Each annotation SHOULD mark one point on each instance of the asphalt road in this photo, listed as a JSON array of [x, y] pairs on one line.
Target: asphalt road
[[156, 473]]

-=-=-=-=-

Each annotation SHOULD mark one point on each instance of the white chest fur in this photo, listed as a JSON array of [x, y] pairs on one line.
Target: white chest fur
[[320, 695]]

-=-=-=-=-

Work order:
Wherever "this" occurs in the entries above, copy the line it sits on.

Task answer:
Each annotation SHOULD mark one point on each instance of the asphalt road in this photo, listed as a JSON array of [x, y] pairs on one line.
Each annotation SHOULD mark one point on each instance of the white chest fur in this photo, listed as a JSON array of [x, y] pairs on one line.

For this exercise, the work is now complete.